Directions: From the first line to the last, repeat the data exactly and drop the pictures.

Records drawn from a dataset:
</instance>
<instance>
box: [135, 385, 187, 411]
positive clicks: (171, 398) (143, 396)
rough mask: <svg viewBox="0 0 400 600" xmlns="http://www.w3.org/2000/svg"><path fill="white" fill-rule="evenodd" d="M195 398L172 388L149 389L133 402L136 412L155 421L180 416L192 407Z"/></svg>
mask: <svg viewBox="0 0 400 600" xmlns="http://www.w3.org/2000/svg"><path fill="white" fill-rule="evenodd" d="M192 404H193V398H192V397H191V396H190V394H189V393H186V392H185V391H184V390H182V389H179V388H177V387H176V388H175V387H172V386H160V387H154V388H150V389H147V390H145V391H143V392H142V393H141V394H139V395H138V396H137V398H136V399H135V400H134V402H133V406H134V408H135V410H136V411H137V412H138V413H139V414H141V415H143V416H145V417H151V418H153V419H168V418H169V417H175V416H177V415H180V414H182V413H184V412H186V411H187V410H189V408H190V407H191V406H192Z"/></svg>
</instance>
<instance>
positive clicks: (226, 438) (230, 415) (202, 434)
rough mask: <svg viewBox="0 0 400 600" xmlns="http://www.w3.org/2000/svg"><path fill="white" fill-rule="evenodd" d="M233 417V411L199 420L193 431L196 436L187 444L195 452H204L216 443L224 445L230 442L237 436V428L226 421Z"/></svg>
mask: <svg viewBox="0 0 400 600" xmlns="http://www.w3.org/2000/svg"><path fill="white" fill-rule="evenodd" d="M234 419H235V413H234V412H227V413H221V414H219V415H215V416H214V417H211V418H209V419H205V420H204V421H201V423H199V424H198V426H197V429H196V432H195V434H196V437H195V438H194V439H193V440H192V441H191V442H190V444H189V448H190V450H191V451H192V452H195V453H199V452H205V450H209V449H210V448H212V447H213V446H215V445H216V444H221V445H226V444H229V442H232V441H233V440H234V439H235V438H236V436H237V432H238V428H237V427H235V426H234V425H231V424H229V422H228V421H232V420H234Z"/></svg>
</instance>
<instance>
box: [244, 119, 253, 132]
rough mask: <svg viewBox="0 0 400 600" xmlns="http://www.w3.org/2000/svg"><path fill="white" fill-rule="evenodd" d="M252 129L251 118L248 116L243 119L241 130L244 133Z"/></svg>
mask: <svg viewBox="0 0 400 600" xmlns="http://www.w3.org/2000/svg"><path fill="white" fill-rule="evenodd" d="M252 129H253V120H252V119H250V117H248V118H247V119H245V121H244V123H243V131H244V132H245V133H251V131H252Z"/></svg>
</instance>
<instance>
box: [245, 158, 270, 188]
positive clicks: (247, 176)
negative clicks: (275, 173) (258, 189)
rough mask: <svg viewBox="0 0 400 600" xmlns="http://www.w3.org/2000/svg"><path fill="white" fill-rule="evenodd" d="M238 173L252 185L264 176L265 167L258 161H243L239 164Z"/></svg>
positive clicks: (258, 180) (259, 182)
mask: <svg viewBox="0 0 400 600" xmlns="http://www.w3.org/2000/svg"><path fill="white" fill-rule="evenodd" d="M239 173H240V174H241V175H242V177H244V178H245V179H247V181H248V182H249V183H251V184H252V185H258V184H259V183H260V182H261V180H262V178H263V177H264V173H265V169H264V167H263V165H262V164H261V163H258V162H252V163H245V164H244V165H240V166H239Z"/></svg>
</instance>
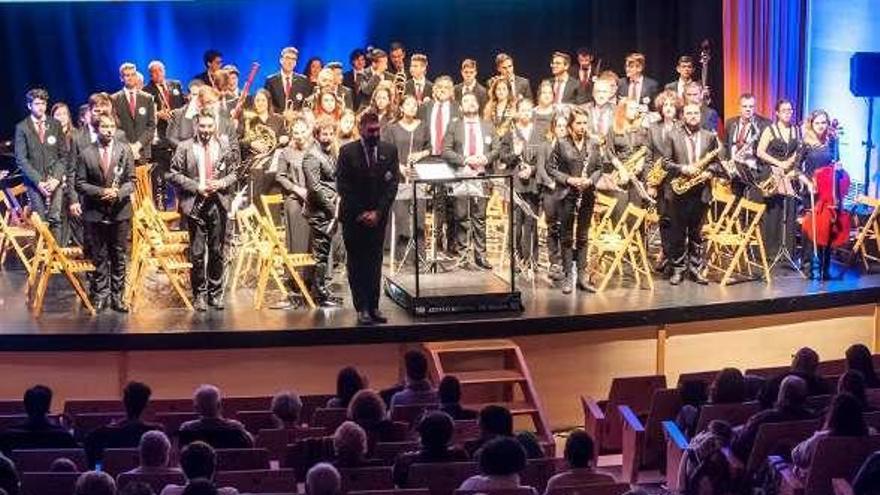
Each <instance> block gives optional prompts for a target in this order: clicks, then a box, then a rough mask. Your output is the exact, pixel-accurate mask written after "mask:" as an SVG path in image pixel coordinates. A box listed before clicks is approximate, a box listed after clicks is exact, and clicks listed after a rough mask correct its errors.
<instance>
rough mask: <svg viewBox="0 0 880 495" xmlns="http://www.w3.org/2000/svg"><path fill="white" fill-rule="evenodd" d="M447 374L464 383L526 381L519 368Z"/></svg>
mask: <svg viewBox="0 0 880 495" xmlns="http://www.w3.org/2000/svg"><path fill="white" fill-rule="evenodd" d="M447 374H450V375H454V376H455V377H456V378H458V381H459V382H460V383H461V384H462V385H477V384H485V383H523V382H525V381H526V377H525V376H523V374H522V373H520V372H519V371H517V370H481V371H455V372H451V373H447Z"/></svg>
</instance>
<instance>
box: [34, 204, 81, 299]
mask: <svg viewBox="0 0 880 495" xmlns="http://www.w3.org/2000/svg"><path fill="white" fill-rule="evenodd" d="M31 224H32V225H33V226H34V229H36V232H37V235H38V236H39V241H38V245H42V247H43V251H42V253H41V254H38V255H39V256H41V258H37V256H35V260H37V264H35V267H34V270H35V271H34V273H35V274H36V285H35V289H34V295H33V301H32V308H33V310H34V312H35V313H36V315H37V316H39V315H40V313H42V312H43V302H44V300H45V296H46V288H47V287H48V285H49V277H51V276H52V275H59V274H63V275H64V276H65V278H67V281H68V282H70V285H71V287H73V290H74V291H75V292H76V295H77V297H79V300H80V302H82V304H83V306H85V308H86V309H88V310H89V312H90V313H91V314H92V315H95V314H96V312H95V307H94V306H92V302H91V301H89V296H88V295H87V294H86V291H85V289H84V288H83V286H82V283H81V282H80V280H79V278H77V275H78V274H80V273H88V272H93V271H95V265H94V264H92V262H91V261H89V260H87V259H85V258H84V256H83V253H82V249H80V248H61V247H60V246H59V245H58V241H56V240H55V236H54V235H52V232H51V231H50V230H49V227H48V225H46V224H45V223H43V220H42V219H40V215H39V214H37V213H32V214H31ZM37 270H39V271H37Z"/></svg>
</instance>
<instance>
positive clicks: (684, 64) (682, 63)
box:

Response area:
</instance>
<instance>
box: [135, 385, 187, 411]
positive clicks: (171, 398) (143, 396)
rough mask: <svg viewBox="0 0 400 600" xmlns="http://www.w3.org/2000/svg"><path fill="white" fill-rule="evenodd" d="M195 398L172 388L149 389L133 402L136 412L155 421L180 416L192 407Z"/></svg>
mask: <svg viewBox="0 0 400 600" xmlns="http://www.w3.org/2000/svg"><path fill="white" fill-rule="evenodd" d="M192 404H193V398H192V397H191V396H190V394H189V393H186V392H185V391H184V390H182V389H179V388H177V387H176V388H175V387H172V386H160V387H154V388H150V389H147V390H145V391H143V392H142V393H141V394H139V395H138V396H137V398H136V399H135V400H134V402H133V406H134V408H135V410H136V411H137V412H138V413H139V414H141V415H143V416H145V417H151V418H153V419H168V418H169V417H175V416H177V415H180V414H182V413H184V412H186V411H187V410H189V408H190V407H191V406H192Z"/></svg>
</instance>
<instance>
positive clicks: (226, 438) (230, 415) (202, 434)
rough mask: <svg viewBox="0 0 400 600" xmlns="http://www.w3.org/2000/svg"><path fill="white" fill-rule="evenodd" d="M233 417V411L199 420L193 431L196 436L187 444L195 452H204L216 443L224 445L230 442L237 436V428L226 421Z"/></svg>
mask: <svg viewBox="0 0 400 600" xmlns="http://www.w3.org/2000/svg"><path fill="white" fill-rule="evenodd" d="M234 419H235V413H234V412H227V413H221V414H219V415H215V416H214V417H211V418H209V419H205V420H204V421H201V423H199V424H198V426H197V429H196V432H195V434H196V437H195V438H194V439H193V440H192V441H191V442H190V444H189V448H190V450H191V451H192V452H195V453H199V452H205V450H209V449H210V448H212V447H213V446H215V445H216V444H221V445H226V444H229V442H232V441H233V440H234V439H235V438H236V436H237V432H238V428H237V427H235V426H234V425H231V424H229V422H228V421H232V420H234Z"/></svg>
</instance>
<instance>
box: [244, 119, 253, 132]
rough mask: <svg viewBox="0 0 400 600" xmlns="http://www.w3.org/2000/svg"><path fill="white" fill-rule="evenodd" d="M252 129L251 118L248 116L243 119L241 130L244 133Z"/></svg>
mask: <svg viewBox="0 0 400 600" xmlns="http://www.w3.org/2000/svg"><path fill="white" fill-rule="evenodd" d="M252 129H253V120H252V119H250V117H248V118H247V119H245V121H244V123H243V131H244V132H245V133H251V131H252Z"/></svg>
</instance>
<instance>
box: [245, 158, 270, 188]
positive clicks: (247, 176)
negative clicks: (275, 173) (258, 189)
rough mask: <svg viewBox="0 0 400 600" xmlns="http://www.w3.org/2000/svg"><path fill="white" fill-rule="evenodd" d="M238 173L252 185L264 176L265 167L258 161H243L239 164Z"/></svg>
positive clicks: (258, 180) (259, 182)
mask: <svg viewBox="0 0 400 600" xmlns="http://www.w3.org/2000/svg"><path fill="white" fill-rule="evenodd" d="M239 173H240V174H241V175H242V177H244V178H245V179H247V181H248V182H249V183H251V184H252V185H258V184H259V183H260V182H261V180H262V178H263V177H264V173H265V169H264V167H263V165H262V164H261V163H258V162H252V163H245V164H244V165H240V166H239Z"/></svg>
</instance>
Each <instance> block gives optional prompts for a target in this order: clicks, then a box, then a rough mask. Your output is the exact, pixel-accurate mask written after "mask:" as an SVG path in image pixel coordinates. A box listed before clicks is approximate, a box listed after clicks is exact, and clicks listed after a rough mask correct its errors.
<instance>
rough mask: <svg viewBox="0 0 880 495" xmlns="http://www.w3.org/2000/svg"><path fill="white" fill-rule="evenodd" d="M447 374L464 383L526 381L519 368Z"/></svg>
mask: <svg viewBox="0 0 880 495" xmlns="http://www.w3.org/2000/svg"><path fill="white" fill-rule="evenodd" d="M447 374H450V375H454V376H455V377H456V378H458V381H459V382H460V383H461V384H462V385H477V384H485V383H523V382H525V381H526V377H525V376H523V374H522V373H520V372H519V371H517V370H481V371H455V372H451V373H447Z"/></svg>
</instance>
<instance>
box: [34, 204, 81, 299]
mask: <svg viewBox="0 0 880 495" xmlns="http://www.w3.org/2000/svg"><path fill="white" fill-rule="evenodd" d="M31 224H32V225H33V226H34V229H36V232H37V235H38V236H39V241H38V245H42V247H43V251H42V253H41V254H38V255H39V256H41V258H37V256H35V260H37V264H35V267H34V270H35V271H34V273H35V274H36V285H35V289H34V295H33V301H32V308H33V310H34V312H35V313H36V315H37V316H39V315H40V313H42V312H43V302H44V300H45V296H46V288H47V287H48V285H49V277H51V276H52V275H59V274H63V275H64V276H65V278H67V281H68V282H70V285H71V287H73V290H74V291H75V292H76V295H77V297H79V300H80V302H82V304H83V306H85V308H86V309H88V310H89V312H90V313H91V314H92V315H95V314H96V312H95V307H94V306H92V302H91V301H89V296H88V295H87V294H86V291H85V289H84V288H83V286H82V283H81V282H80V280H79V278H77V275H78V274H80V273H88V272H93V271H95V265H94V264H92V262H91V261H89V260H87V259H85V258H84V256H83V253H82V249H80V248H61V247H60V246H59V245H58V241H56V240H55V236H54V235H52V232H51V231H50V230H49V227H48V225H46V224H45V223H43V220H42V219H40V215H39V214H37V213H32V214H31ZM37 270H39V271H37Z"/></svg>
</instance>
<instance>
positive clicks: (684, 64) (682, 63)
box:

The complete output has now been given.